Objectives:
[A] Using the article on the bishops' panel about polarization, state whether each of the following statements agrees with it: (i) Cardinal Robert McElroy moderated the panel; (ii) the "Civilize It" pledge asks Catholics to affirm the dignity of people whose ideological beliefs differ from their own; (iii) Bishop Daniel Flores said politics is supposed to be a sport. For each, answer yes or no and quote the words of the article that decide it.
[B] Carry on the article on the bishops' panel about polarization from the point at which it stops.

[BEGIN Provided passage]

Gloria Purvis, Cardinal Robert McElroy, Bishop Daniel Flores, and Bishop Robert Barron discuss polarization in the Catholic Church during a panel discussion hosted by the United States Conference of Catholic Bishops, Catholic Charities USA, Glenmary Home Missioners, and the Jesuit Conference on May 14, 2024. / Credit: The United States Conference of Catholic Bishops’ Live Stream YouTube channel
Washington, D.C. Newsroom, May 15, 2024 / 07:00 am (CNA).
Three Catholic bishops warned of a growing ideological polarization within the Church and the need for civil dialogue among those with disagreements during a livestreamed panel discussion on Tuesday afternoon.
“Politics is almost a religion and sometimes it’s a sport, [but] it’s not supposed to be either,” Bishop Daniel Flores of the Diocese of Brownsville, Texas, said during the discussion.
“It’s supposed to be a civil conversation … to seek what is good and make the priority how to achieve it and how to avoid what is evil,” Flores said. “And I think if we could stay focused on that, we can kind of tone down the caricature and the rhetoric that seeks to dehumanize people.”
The panel discussion included Flores, Cardinal Robert McElroy of the Diocese of San Diego, and Bishop Robert Barron of the Diocese of Winona-Rochester, Minnesota. It was moderated by Gloria Purvis, the host of “The Gloria Purvis Podcast” at America Magazine, and co-sponsored by the United States Conference of Catholic Bishops (USCCB), Catholic Charities USA, Glenmary Home Missioners, and the Jesuit Conference.
The panel discussion was part of the USCCB’s “Civilize It” initiative, which is meant to foster civility in important ideological debates. As part of the initiative, the bishops ask Catholics to sign a pledge to affirm the dignity of every human person — including those with different ideological beliefs — and to work with others in pursuit of the common good.

[END Provided passage]
[BEGIN Material supplied]

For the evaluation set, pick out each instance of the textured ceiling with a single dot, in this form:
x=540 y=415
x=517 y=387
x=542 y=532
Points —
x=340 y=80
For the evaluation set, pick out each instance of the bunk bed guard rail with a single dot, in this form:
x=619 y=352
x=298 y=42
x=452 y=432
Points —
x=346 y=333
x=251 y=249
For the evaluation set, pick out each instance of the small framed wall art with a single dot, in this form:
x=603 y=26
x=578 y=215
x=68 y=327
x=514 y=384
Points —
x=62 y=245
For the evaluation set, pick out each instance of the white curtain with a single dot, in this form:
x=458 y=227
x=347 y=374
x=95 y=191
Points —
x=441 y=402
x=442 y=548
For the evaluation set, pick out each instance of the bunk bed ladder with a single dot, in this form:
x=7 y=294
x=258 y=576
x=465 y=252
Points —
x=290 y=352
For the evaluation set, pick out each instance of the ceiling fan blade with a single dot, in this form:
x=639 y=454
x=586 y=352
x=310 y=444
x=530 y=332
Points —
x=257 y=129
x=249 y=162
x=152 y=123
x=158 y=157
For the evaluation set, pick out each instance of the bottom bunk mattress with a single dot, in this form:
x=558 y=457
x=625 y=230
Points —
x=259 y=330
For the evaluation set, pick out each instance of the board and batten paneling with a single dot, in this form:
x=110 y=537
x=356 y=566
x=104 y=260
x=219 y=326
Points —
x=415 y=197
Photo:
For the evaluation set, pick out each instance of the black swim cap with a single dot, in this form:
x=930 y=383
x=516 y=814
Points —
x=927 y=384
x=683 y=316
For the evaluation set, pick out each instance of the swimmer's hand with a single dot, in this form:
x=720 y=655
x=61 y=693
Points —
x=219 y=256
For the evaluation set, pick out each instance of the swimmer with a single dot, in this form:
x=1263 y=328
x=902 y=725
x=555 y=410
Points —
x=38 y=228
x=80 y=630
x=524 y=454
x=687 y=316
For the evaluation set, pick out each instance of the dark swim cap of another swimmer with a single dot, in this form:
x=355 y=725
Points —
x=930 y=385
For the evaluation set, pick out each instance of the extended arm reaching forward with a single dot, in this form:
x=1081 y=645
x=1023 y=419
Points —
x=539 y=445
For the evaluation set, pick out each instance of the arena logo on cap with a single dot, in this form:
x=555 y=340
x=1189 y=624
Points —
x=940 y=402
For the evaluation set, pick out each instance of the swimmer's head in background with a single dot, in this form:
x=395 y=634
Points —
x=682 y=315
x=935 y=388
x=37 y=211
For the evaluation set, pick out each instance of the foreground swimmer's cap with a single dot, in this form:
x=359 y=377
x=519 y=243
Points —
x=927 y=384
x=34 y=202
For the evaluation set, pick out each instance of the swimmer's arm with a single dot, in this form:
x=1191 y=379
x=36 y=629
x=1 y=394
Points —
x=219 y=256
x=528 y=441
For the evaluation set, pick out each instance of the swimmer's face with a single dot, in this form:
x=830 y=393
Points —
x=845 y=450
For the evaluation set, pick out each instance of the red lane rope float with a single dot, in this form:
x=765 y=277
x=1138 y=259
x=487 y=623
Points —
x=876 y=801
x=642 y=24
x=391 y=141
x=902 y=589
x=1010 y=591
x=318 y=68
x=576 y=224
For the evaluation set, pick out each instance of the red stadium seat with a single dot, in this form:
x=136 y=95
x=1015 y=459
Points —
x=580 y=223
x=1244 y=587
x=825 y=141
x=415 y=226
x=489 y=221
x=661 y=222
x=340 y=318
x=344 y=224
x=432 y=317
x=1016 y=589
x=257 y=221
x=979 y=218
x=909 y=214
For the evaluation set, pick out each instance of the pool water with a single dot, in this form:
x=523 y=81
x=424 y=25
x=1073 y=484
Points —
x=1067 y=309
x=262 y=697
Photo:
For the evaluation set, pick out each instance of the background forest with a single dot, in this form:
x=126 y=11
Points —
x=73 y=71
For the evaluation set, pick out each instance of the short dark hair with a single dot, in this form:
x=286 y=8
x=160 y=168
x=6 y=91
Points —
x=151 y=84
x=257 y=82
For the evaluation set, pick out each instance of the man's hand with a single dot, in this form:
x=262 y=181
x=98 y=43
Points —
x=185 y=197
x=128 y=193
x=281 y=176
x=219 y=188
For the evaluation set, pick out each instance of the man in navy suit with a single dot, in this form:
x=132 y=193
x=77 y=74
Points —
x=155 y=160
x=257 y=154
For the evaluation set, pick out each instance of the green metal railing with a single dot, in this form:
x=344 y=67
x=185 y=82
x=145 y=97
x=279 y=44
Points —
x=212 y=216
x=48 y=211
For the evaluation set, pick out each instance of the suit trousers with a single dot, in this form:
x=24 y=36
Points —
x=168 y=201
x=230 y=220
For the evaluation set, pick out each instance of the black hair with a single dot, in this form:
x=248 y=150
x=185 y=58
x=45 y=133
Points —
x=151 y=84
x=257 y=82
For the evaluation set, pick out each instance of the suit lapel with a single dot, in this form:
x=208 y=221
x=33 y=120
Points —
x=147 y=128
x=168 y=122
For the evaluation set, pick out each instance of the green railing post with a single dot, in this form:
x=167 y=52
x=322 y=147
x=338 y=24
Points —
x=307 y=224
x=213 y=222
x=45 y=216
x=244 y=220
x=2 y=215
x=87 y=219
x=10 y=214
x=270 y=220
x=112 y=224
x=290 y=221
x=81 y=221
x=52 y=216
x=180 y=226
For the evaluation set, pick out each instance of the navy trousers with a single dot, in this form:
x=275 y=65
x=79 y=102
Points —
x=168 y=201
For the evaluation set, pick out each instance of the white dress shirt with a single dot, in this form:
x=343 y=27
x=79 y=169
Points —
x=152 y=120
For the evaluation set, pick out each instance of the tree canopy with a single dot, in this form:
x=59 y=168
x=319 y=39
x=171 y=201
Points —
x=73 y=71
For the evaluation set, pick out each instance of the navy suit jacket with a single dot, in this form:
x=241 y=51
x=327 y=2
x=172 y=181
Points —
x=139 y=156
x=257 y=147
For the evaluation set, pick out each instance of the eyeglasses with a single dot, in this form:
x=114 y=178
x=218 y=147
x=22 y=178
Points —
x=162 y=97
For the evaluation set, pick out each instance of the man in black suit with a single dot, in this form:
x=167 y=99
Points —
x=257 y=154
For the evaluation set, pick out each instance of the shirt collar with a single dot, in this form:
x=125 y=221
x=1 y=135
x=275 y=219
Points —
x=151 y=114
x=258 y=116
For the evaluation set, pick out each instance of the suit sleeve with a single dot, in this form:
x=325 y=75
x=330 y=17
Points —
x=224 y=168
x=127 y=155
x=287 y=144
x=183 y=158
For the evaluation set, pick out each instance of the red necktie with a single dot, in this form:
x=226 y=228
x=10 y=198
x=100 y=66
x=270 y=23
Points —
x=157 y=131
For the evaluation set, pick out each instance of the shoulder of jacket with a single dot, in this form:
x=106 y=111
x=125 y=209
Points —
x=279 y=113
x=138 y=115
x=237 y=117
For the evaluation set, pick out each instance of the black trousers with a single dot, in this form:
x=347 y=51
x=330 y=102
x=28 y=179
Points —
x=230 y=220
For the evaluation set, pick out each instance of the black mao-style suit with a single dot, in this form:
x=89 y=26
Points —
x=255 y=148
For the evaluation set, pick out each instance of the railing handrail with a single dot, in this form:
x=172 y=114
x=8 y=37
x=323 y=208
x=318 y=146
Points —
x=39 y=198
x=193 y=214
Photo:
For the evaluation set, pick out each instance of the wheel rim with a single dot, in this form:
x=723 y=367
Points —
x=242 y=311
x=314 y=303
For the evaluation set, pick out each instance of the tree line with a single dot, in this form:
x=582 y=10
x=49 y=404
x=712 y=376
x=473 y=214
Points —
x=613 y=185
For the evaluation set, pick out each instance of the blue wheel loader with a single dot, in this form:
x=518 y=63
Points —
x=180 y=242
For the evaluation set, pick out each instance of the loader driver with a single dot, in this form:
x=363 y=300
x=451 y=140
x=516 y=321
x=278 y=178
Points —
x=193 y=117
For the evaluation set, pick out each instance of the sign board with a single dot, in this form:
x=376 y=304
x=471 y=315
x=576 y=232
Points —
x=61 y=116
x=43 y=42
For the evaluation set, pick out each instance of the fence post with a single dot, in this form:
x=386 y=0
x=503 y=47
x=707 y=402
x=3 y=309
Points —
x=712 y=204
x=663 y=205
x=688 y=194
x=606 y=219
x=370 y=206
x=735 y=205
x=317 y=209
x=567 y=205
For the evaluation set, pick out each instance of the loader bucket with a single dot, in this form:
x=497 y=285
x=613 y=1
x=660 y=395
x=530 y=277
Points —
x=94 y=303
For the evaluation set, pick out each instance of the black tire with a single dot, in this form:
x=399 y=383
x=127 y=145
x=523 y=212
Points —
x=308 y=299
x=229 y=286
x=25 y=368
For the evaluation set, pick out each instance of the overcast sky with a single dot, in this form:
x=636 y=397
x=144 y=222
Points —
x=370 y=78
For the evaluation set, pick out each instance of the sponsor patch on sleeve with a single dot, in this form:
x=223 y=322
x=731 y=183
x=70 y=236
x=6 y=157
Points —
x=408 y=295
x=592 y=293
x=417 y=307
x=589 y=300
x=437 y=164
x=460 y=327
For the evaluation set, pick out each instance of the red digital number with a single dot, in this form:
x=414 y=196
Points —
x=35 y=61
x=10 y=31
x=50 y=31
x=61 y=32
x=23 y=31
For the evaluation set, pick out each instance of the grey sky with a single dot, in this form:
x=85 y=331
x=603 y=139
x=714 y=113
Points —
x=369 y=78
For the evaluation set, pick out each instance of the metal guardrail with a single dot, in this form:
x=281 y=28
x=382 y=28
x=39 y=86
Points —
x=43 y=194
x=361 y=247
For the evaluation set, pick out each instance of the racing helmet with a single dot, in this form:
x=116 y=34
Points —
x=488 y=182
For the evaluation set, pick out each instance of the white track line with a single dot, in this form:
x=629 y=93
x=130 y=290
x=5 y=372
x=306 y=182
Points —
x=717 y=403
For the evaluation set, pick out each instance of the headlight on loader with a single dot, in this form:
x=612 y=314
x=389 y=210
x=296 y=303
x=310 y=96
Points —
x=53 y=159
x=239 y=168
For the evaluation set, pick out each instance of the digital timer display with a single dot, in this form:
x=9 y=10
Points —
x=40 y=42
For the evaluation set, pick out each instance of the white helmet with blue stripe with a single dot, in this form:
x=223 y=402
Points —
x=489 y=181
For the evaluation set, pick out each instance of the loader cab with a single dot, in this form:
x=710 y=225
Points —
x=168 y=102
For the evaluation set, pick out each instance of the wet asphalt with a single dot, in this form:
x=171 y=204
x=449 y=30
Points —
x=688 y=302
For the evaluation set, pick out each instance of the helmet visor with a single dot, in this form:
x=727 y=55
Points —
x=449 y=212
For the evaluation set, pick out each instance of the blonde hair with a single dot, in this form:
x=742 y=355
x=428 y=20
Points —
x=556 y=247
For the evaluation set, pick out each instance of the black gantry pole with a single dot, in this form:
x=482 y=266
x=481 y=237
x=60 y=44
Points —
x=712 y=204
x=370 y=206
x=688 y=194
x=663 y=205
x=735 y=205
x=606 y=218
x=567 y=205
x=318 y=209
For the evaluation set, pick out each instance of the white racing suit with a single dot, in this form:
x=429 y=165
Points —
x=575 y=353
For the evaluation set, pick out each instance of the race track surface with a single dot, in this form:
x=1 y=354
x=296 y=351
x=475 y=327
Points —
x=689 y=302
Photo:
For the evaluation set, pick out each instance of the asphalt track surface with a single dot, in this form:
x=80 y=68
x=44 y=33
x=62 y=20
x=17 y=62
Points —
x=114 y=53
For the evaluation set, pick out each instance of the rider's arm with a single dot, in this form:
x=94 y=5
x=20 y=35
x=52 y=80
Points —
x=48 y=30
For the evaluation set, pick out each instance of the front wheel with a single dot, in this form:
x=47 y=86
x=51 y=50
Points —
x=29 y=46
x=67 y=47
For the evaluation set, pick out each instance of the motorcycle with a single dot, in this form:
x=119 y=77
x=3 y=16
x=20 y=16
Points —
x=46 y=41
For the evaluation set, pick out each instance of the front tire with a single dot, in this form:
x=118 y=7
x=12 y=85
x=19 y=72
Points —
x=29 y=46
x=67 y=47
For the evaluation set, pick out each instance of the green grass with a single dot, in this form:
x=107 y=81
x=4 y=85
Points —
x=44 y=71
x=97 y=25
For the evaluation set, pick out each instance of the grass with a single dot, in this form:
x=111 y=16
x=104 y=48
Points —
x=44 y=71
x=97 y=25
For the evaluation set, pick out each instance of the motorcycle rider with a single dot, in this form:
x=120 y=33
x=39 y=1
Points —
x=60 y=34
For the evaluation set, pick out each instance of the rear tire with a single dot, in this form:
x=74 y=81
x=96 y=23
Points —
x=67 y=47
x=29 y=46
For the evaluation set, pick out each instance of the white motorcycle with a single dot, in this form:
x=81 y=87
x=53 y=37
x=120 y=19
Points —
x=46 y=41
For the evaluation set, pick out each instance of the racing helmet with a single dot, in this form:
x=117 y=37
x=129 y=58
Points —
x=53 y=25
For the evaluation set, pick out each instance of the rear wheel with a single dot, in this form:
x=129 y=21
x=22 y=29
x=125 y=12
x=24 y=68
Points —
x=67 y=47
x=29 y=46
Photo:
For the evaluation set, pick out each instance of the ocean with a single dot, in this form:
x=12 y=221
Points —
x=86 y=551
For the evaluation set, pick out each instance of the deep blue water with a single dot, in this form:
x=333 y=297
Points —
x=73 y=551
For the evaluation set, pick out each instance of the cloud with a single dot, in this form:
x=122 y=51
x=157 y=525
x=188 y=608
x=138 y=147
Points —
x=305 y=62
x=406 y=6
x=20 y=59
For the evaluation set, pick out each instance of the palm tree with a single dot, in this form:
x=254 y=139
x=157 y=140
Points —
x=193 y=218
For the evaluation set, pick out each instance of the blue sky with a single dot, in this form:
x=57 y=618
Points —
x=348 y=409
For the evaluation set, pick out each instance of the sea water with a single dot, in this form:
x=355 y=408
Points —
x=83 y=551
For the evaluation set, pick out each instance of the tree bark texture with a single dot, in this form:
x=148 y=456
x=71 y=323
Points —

[END Material supplied]

Written answers:
[A]
(i) No. "It was moderated by Gloria Purvis, the host of “The Gloria Purvis Podcast” at America Magazine"
(ii) Yes. "to affirm the dignity of every human person — including those with different ideological beliefs"
(iii) No. "Politics is almost a religion and sometimes it’s a sport, [but] it’s not supposed to be either"

[B]
According to the panelists, American society and the Church have grown more polarized when it comes to ideological differences — and debates about those differences have become less civil.
Barron, who founded the Catholic media organization Word on Fire, said disagreements within the Church are nothing new, but the way people approach those disagreements has changed: “What’s broken down is the love that makes real dialogue possible.”
“It’s a tribalism that’s lost the sense of love in dialogue,” Barron said.
The bishop warned that people are more focused on winning arguments and being loyal to an ideological identity than on love. He said these problems are very noticeable in discussions on the internet and encouraged people to ask whether “this comment [is] an act of love” before saying anything.
“Is it born of love?” Barron said people should ask themselves. “Is it born of a desire to will the good of the other? If it’s not, there’s like a thousand better things to be doing than sending that statement.”
McElroy said too much dialogue today “is meant to be confrontational” to the point at which people “can’t enter into a genuine dialogue.”
“People are coming toward each other in the life of the Church looking first at that label: What are you? Where do you stand in the war-like culture politics of our country?” the cardinal said.
People focus on this “rather than [on] what unites us: where do we stand in terms of our identity as Catholics and with a Christological outlook,” he added.
McElroy also built on the concerns Barron highlighted regarding dialogue on the internet.
“When you’re writing the Tweet, imagine Jesus is there with you and when you think through that question ‘should I do this?’” McElroy said.
Similarly, Flores emphasized the need to remember what Christ would do.
“He would not be unkind, especially to the poor and especially to those who had no standing in the world,” Flores said. “And also he would never commit an injustice in order to promote justice.”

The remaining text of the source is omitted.